§ **Problem to work on**: For each statement below, say yes or no to whether it agrees with the OpenEdge Replication article that follows, and quote the article's deciding words: (a) The source database uses -aistall. (b) While Replication is enabled, an extent's LOCKED status can be changed. (c) After the replication server on the source terminates, the source database keeps running.

§ **Source extract**:
┌──

Salesforce

OpenEdge Replication: source database does not restart due to errors (3773) and (5350) on AI file

« Go Back

Information

 
TitleOpenEdge Replication: source database does not restart due to errors (3773) and (5350) on AI file
URL NameP124628
Article Number000128037
EnvironmentProduct: OpenEdge
Version: 10.x, 11.x, 12.x
OS: All supported platforms
Question/Problem Description
Source replication database goes down with errors (10601), (3779),  (3773) and  (5350) on the current after-image file.
PROBKUP fails with errors (3775) and (3776).
RFUTIL -C aimage empty reports no FULL AI extents.
Database fails to restart with errors (3773) and (5350).
Steps to Reproduce
Clarifying Information
file-name in errors refers to an after-image file: dbname.an
The Target Replication Agent has shut down previously.
Source database does not use -aistall
Error MessageCan't switch to after-image extent it is full. (3775)
Backup ai extent and mark it as empty. (3776)

There are no Full extents (3687)

SYSTEM ERROR: Attempted to exceed maximum size on file dbname.an (10601)
Can't extend ai extent dbname.an (3779)
Can't switch to after-image extent dbname.an+1 it is full. (3773)
Database Server shutting down as a result of after-image extent switch failure. (5350)
Failed to switch to next after-image extent. (3784)
Defect Number
Enhancement Number
Cause
The current AI file fails to switch when:
  • The extent is the only ai extent.
  • The current variable-length after-image extent cannot be extended having reached filesize | user limits or running out of diskspace and the next ai extent in the ai sequence is not a free "EMPTY" ai extent. In other words the remaining ai extents are "LOCKED" or "FULL" and therefore not available.
  • The current BUSY FIXED ai extent needs to switch to the next ai extent in sequence whose status "LOCKED" or "FULL".
Under the OpenEdge Replication model:
  • When the Replication Agent (RPLA) of the target database terminates and/or the target database server goes down, the replication server (RPLS) on the source database will also terminate after the connect-timeout has expired.
  • At this stage, the source database is still running and so is after-imaging.
  • AI files continue to fill up during this time recording the database activity in AI transaction notes.
  • As they switch to the next AI extent, their status changes from "BUSY" to "LOCKED" under the replication model.
  • The "LOCKED" status will/can only change when the target database is restarted (therefore the RPLA) and  "dsrutil source -C restart server" on the source database, so that the RPLS can connect to the RPLA, synchronize and begin to apply the ai notes at a block level where it last left off.
In other words: There is no way to change the LOCKED status to anything else while Replication is enabled

Whenever a "FULL" ai file has not been applied to the target database, it will stay in the "LOCKED" status until such time as it has been applied fully to the target database.  Once it has been applied, its status will change to "FULL" when it can then be made available again with the "RFUTIL source -C aimage empty".  This is how the model works.  It is therefore imperative to monitor the after-image extent availability and during times when the RPLS and RPLA have lost connection and take proactive measures.

└──

§ **Given material**:

┌──

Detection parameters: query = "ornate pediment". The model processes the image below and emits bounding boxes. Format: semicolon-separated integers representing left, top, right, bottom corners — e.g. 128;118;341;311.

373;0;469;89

└──

§ **Expected answer**:
(a) No: "Source database does not use -aistall"
(b) No: "There is no way to change the LOCKED status to anything else while Replication is enabled"
(c) Yes: "At this stage, the source database is still running and so is after-imaging."